▶ TASK PROMPT: Beginning with the first line, retype exactly the records below up to and including the line with "example [(443, 166)]"; pictures do not belong in the copy.

(Stored data entries)
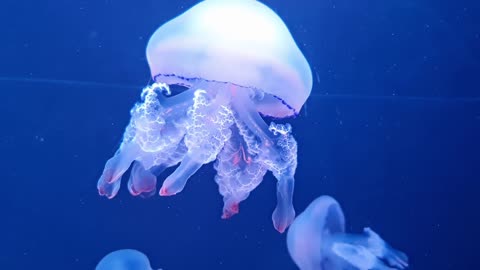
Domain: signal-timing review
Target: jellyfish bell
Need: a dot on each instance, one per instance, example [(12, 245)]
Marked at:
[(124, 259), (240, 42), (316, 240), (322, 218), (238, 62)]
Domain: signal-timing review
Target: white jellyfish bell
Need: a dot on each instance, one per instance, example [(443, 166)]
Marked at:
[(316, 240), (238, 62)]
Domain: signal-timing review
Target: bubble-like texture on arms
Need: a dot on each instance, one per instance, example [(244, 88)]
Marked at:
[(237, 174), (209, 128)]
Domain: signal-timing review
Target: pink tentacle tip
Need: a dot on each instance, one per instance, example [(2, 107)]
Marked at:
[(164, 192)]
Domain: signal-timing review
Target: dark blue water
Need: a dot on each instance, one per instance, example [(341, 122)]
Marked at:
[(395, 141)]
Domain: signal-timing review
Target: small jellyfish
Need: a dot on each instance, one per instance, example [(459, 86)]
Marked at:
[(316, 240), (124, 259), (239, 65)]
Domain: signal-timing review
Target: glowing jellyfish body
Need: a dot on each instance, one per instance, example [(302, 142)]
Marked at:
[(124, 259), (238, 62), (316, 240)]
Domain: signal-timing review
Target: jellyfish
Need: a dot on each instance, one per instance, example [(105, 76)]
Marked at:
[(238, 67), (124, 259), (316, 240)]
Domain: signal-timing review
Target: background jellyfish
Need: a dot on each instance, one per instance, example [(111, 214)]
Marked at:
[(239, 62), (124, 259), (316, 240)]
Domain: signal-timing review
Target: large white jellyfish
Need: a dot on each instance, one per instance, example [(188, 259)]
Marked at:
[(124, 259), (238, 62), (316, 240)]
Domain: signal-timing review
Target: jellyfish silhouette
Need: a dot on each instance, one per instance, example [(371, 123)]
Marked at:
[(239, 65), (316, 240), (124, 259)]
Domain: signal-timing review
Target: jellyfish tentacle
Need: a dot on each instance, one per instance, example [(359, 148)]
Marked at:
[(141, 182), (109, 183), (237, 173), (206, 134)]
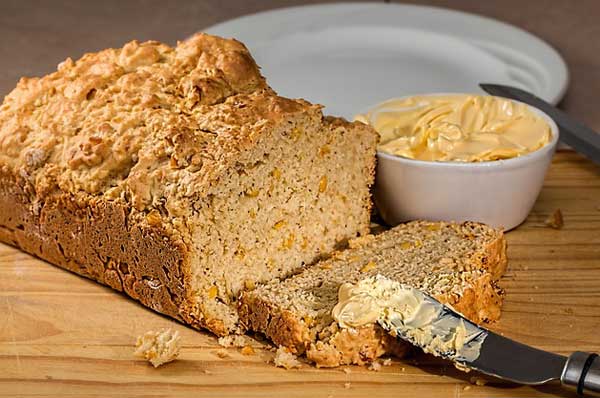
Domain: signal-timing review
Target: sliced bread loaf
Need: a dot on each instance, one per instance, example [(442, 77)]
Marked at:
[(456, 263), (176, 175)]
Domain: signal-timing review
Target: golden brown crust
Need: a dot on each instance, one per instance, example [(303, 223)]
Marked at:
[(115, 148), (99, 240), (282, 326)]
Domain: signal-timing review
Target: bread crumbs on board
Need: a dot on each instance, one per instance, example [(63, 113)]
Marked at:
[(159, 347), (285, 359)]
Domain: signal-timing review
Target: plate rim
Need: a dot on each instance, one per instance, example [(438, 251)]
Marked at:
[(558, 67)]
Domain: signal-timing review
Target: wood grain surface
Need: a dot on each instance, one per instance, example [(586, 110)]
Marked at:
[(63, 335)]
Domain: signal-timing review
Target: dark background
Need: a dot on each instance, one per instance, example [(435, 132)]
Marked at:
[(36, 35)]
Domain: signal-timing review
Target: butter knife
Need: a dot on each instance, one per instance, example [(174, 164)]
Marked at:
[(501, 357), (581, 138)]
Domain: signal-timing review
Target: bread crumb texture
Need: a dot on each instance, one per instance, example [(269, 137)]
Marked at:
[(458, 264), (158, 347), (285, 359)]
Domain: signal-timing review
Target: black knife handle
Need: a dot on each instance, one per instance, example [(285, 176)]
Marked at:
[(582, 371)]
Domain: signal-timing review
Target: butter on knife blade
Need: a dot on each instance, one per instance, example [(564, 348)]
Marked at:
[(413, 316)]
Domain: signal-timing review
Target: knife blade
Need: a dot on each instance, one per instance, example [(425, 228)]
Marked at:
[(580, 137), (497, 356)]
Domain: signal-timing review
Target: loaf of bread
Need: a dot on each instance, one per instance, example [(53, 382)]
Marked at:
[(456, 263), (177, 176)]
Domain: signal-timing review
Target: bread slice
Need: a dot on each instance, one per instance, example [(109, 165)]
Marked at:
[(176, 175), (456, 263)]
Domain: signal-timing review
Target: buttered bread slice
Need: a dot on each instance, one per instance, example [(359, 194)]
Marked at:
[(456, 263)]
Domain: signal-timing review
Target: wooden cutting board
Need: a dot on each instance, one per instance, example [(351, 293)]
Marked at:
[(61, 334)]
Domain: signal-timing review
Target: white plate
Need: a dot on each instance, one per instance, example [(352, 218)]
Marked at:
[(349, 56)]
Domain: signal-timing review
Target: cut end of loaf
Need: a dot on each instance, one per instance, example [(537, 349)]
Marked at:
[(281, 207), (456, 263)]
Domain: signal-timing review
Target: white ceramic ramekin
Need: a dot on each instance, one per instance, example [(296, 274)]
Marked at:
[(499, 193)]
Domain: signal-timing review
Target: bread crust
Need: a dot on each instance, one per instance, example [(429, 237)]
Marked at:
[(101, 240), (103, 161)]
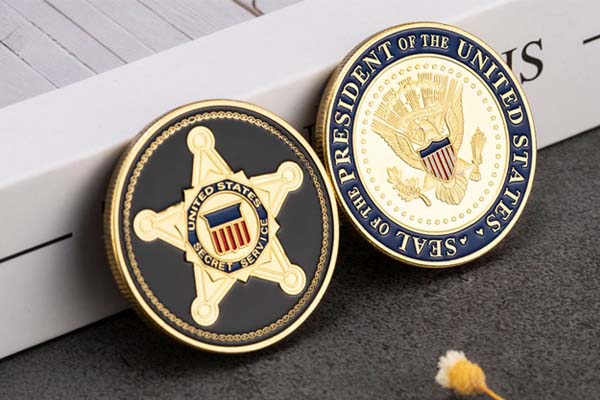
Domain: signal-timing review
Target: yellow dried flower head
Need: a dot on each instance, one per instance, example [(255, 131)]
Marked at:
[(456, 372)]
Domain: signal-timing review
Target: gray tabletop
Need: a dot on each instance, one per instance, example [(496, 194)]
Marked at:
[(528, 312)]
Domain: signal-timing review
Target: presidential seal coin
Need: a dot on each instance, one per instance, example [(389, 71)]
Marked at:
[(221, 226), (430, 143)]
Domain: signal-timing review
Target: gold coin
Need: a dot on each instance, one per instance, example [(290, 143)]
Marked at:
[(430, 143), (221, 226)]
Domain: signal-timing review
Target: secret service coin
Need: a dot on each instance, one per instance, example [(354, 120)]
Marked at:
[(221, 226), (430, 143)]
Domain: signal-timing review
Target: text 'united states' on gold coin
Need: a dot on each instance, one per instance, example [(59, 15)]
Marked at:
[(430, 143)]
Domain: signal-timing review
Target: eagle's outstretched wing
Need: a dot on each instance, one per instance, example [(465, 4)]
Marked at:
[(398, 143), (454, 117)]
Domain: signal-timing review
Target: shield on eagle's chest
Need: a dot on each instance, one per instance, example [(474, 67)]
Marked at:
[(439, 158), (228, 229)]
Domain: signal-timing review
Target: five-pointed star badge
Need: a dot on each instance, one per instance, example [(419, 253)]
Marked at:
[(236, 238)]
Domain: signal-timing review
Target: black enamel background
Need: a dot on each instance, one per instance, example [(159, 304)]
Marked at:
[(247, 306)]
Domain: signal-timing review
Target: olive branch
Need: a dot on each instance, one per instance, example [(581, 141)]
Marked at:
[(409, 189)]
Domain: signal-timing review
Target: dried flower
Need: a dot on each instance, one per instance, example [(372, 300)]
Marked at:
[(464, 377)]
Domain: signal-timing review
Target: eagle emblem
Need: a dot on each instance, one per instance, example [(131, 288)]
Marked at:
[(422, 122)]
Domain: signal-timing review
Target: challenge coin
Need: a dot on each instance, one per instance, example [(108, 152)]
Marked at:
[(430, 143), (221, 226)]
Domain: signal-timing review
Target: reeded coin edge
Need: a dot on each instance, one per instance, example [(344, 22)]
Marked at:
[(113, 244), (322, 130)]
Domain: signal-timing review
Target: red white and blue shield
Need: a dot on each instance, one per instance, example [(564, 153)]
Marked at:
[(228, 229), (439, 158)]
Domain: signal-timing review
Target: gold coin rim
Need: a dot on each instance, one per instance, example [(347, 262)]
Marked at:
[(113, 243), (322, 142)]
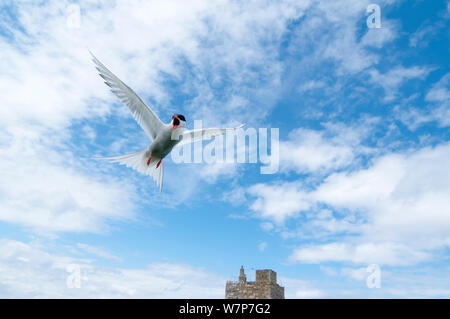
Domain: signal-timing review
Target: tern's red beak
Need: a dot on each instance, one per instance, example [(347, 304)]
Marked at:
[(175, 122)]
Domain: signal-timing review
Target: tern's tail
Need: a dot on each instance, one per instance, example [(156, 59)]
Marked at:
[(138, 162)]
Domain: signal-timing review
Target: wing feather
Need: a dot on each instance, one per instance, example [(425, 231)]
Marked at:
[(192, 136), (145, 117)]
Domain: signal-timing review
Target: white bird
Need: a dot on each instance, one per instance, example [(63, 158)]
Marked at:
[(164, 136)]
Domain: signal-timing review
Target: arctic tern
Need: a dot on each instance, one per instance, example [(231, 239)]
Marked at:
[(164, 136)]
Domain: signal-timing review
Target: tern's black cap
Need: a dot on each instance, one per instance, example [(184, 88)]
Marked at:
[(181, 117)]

▶ WRITTEN RESPONSE:
Domain: signal-timing review
Target: jellyfish bell
Need: a dot on each instance, one per instance, example [(12, 245)]
Marked at:
[(124, 259), (240, 42), (316, 240), (322, 218), (238, 62)]
Domain: signal-timing review
Target: white jellyfish bell
Need: a dot on each instance, one per instance, example [(443, 166)]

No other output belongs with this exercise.